** STATED EXERCISE **
Reproduce every item below verbatim, line for line, with no changes.

[Dataset entries]
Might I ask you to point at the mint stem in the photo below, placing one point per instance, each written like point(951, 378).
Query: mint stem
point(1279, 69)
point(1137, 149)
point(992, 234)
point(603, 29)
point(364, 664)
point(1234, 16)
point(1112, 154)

** WRITTEN ANSWER **
Might I ask you to point at the mint stem in the photo below, placing one point per instance, each written like point(951, 378).
Query: mint stem
point(1279, 69)
point(1137, 149)
point(992, 234)
point(603, 29)
point(364, 664)
point(1234, 16)
point(1112, 154)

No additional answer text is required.